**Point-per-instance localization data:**
*****
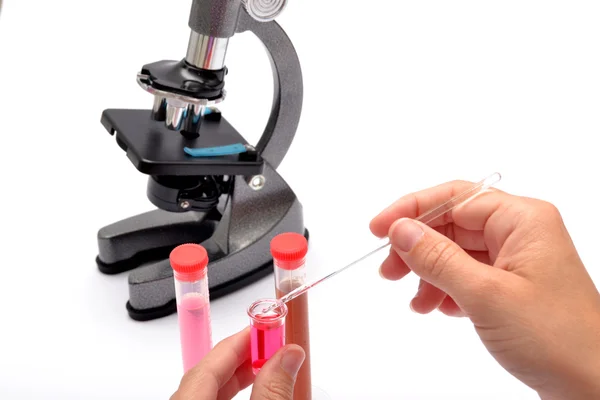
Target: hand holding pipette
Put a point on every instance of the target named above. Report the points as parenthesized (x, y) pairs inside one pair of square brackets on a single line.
[(425, 218), (521, 283)]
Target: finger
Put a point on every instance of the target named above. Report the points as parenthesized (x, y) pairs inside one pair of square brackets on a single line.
[(441, 262), (393, 268), (427, 299), (204, 381), (481, 256), (467, 239), (471, 216), (242, 378), (277, 377), (450, 308)]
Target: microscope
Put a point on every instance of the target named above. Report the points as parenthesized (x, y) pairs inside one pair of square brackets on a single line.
[(209, 185)]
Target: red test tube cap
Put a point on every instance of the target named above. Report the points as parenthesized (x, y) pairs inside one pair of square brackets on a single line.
[(289, 250), (189, 262)]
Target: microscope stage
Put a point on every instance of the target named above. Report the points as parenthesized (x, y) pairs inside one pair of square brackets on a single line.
[(156, 150)]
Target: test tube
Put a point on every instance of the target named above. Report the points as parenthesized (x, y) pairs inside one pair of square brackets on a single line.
[(189, 263), (267, 334), (289, 253)]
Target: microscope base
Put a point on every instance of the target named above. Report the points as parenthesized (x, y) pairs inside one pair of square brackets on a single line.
[(216, 292), (236, 235)]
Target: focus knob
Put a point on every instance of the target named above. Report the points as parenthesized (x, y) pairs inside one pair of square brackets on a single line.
[(264, 10)]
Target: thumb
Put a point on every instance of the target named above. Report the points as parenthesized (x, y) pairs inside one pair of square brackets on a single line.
[(277, 377), (441, 262)]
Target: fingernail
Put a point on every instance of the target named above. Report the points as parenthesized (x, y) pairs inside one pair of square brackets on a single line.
[(405, 234), (292, 361)]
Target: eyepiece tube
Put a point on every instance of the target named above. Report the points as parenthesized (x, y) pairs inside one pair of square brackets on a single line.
[(206, 52)]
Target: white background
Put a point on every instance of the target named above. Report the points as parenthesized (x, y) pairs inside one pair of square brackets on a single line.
[(399, 96)]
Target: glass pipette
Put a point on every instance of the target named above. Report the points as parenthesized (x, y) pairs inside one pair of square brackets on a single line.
[(425, 218)]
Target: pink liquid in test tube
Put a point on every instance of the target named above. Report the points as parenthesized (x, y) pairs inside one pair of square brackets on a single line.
[(267, 333), (189, 263)]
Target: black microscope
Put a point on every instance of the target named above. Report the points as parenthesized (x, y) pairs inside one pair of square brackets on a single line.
[(210, 186)]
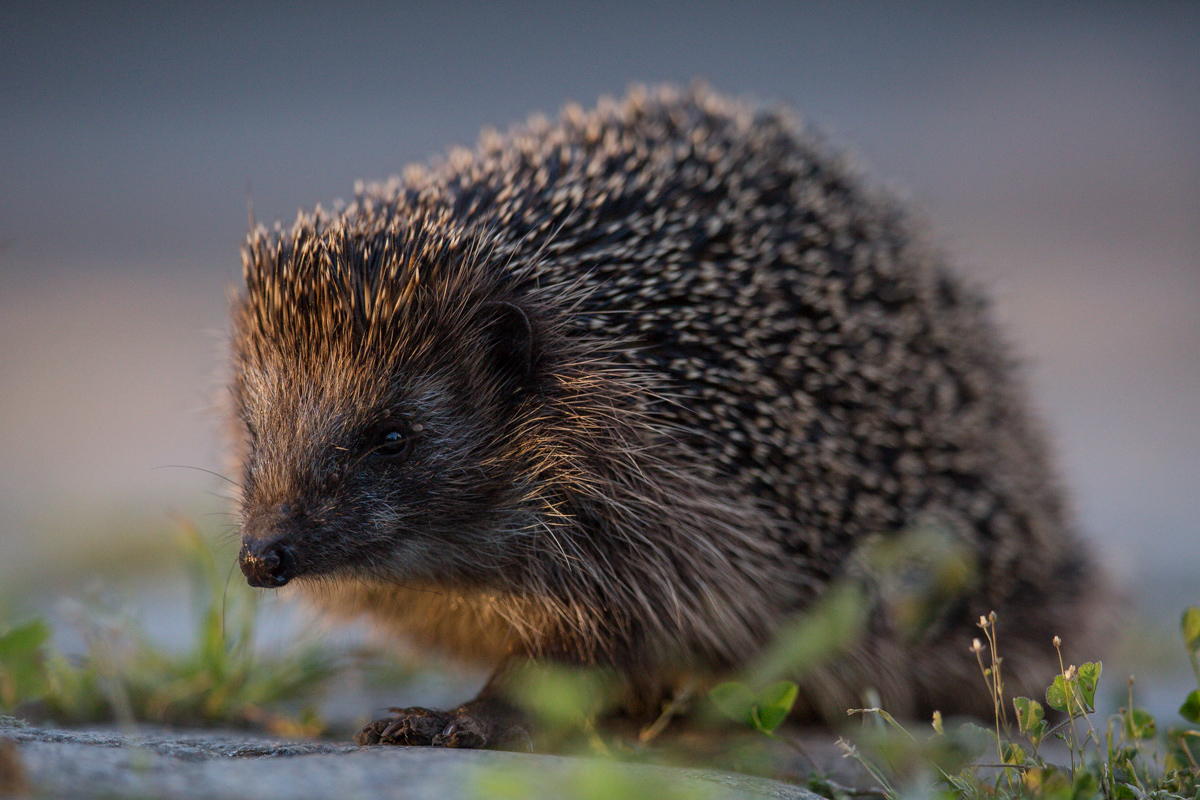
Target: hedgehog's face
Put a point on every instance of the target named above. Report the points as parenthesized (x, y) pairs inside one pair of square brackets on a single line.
[(361, 464)]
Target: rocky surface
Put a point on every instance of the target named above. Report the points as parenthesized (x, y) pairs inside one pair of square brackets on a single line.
[(155, 763)]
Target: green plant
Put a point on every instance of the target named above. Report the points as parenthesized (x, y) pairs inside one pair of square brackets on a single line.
[(221, 679)]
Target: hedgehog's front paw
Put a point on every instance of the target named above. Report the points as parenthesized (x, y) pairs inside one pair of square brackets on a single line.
[(414, 726)]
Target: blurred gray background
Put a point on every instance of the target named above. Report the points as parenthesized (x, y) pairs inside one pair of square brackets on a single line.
[(1055, 150)]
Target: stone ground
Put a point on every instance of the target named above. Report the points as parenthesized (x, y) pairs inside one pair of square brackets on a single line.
[(109, 763)]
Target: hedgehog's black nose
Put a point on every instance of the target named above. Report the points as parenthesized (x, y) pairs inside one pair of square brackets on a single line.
[(268, 564)]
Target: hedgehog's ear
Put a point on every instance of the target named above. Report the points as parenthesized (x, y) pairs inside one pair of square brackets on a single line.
[(510, 341)]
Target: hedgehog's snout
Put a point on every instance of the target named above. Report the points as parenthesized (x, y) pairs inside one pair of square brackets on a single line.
[(268, 563)]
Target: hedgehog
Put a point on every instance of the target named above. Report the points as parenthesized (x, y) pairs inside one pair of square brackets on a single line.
[(636, 389)]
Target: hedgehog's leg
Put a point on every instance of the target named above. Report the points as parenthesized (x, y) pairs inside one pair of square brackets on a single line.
[(487, 721)]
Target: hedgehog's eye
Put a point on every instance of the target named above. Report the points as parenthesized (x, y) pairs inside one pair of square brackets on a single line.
[(393, 443)]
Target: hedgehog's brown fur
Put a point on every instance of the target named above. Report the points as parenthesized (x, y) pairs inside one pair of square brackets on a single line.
[(664, 368)]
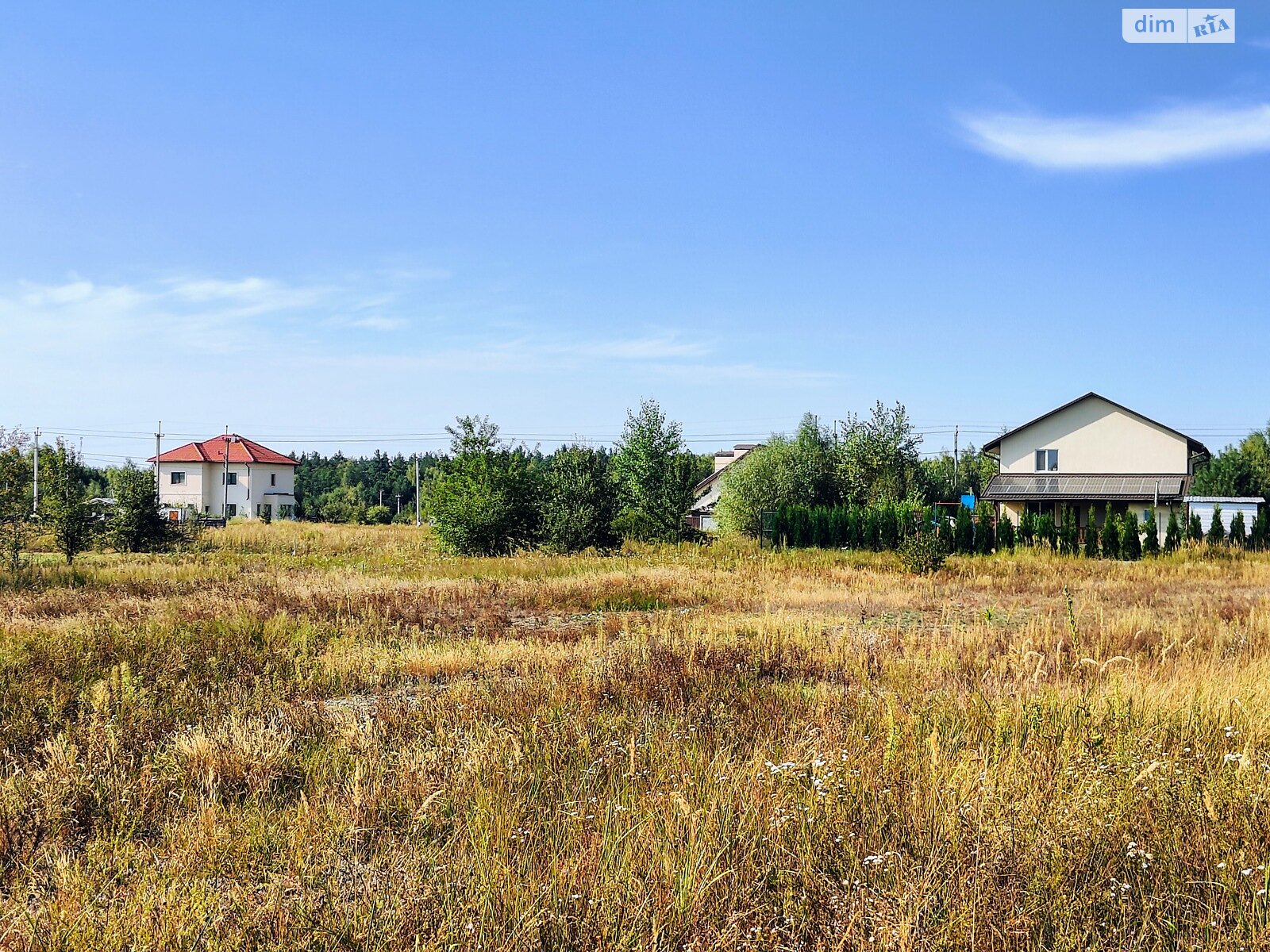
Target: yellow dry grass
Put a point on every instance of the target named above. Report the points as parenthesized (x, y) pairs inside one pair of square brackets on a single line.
[(305, 736)]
*****
**Goal of the exercise:**
Which lines of the records above hold the word "black"? Copy each one out.

**Response to the task:**
Target: black microscope
Target: hedgehog's black nose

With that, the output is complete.